Rescale the listing from the line with "Thank you for the photo. Could you tag the hanging" to the line with "Target: evergreen garland", both included, and reproduce only those lines with the requests left in. Multiply every point coordinate in the answers by 1.9 and round each result to a whole number, rounding halves up, while leaving the requests and their sample coordinates unchanged.

___ EXTRACTED DATA ___

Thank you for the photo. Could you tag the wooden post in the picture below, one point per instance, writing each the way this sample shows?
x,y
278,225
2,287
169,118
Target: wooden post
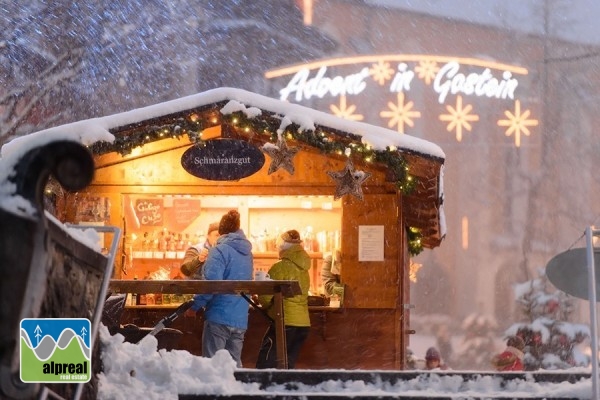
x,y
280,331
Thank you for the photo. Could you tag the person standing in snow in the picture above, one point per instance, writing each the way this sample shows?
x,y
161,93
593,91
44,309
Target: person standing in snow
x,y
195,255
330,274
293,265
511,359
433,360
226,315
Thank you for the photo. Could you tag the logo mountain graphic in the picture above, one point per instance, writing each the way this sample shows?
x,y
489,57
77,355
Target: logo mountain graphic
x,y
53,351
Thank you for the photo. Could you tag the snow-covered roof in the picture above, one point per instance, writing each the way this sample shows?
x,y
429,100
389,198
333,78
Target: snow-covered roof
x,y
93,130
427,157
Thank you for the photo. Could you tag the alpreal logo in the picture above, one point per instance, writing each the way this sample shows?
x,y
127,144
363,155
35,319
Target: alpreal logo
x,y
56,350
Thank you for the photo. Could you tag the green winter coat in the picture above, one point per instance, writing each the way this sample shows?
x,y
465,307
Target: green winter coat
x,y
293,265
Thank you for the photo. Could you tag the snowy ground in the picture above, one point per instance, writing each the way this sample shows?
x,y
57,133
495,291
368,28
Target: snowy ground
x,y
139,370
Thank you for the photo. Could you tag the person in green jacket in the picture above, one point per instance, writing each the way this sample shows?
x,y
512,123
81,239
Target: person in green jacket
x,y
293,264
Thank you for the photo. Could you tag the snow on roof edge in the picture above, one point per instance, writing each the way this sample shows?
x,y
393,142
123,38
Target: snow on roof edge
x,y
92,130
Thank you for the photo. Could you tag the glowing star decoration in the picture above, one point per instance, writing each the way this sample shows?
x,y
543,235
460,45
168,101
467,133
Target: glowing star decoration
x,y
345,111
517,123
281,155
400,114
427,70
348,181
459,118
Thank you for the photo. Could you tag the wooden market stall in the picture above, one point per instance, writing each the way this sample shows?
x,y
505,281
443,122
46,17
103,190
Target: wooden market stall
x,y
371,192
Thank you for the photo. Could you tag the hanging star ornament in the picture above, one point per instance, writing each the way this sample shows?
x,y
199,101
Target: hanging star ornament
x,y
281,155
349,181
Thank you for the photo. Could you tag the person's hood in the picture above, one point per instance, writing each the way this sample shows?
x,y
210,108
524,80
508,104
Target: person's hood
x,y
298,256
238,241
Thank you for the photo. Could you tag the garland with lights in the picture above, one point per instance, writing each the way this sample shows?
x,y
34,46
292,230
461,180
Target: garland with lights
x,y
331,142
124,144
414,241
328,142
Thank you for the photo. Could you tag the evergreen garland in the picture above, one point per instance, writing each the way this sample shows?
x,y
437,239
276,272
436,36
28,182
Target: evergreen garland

___
___ EXTRACTED DATA ___

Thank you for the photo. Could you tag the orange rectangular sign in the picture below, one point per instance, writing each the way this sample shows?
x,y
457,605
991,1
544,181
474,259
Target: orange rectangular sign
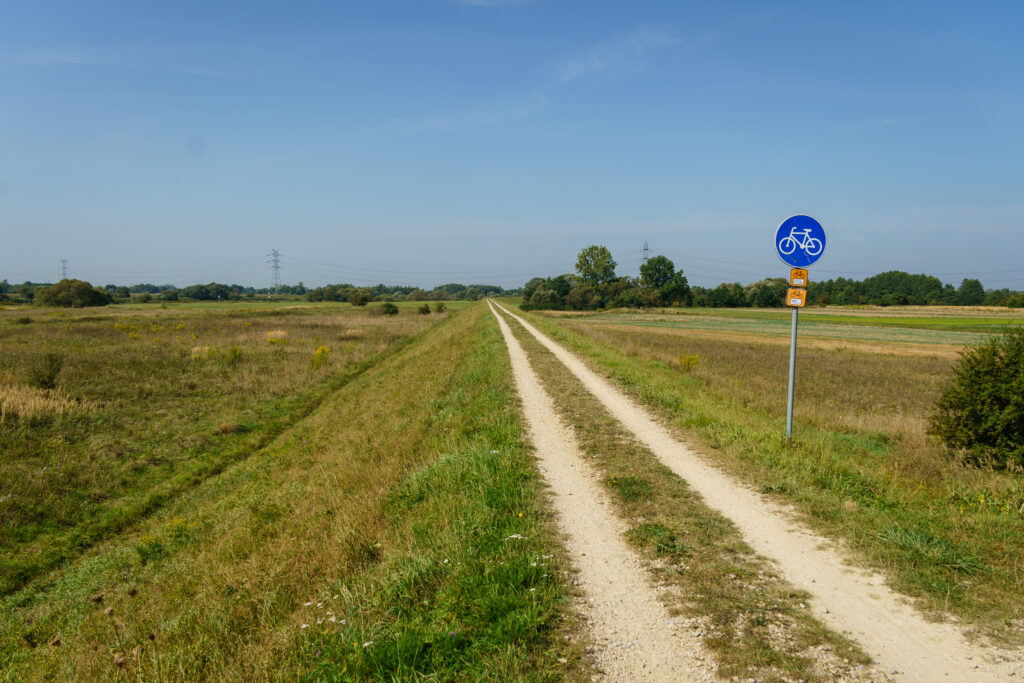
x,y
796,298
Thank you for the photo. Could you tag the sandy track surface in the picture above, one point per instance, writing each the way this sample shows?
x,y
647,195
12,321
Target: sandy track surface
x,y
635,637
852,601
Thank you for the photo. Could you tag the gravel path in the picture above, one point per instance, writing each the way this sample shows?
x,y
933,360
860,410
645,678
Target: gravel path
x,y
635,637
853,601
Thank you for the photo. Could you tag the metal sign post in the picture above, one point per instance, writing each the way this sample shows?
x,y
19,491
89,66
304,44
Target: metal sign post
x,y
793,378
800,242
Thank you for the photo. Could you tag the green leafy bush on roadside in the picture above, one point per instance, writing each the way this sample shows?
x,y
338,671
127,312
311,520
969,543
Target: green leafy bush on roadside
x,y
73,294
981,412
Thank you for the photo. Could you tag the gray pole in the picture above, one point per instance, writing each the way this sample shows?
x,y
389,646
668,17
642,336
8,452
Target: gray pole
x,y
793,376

___

*EXERCISE ANSWER*.
Thank you for the photo. Could you tag the hanging star ornament in the picture above, one point per instance, writing each the way this sample shows?
x,y
199,101
Target: hanging star ornament
x,y
534,295
663,344
Thank you for the photo. Could you tag the person's hood in the picture above, one point per instance, writing each the way this sample shows?
x,y
210,108
524,80
508,104
Target: person's hood
x,y
566,486
452,458
Thank you for the photo. Could you tag the garland with lights in the picture above, one point per instance, writing each the way this sample shows?
x,y
34,46
292,230
461,180
Target: garland with lights
x,y
629,270
236,274
787,458
623,270
Thank you for the photo. Could you tag the evergreen garland in the picture above, one point per instance, writing each the way this sample shows?
x,y
437,239
276,272
436,36
28,182
Target: evergreen garland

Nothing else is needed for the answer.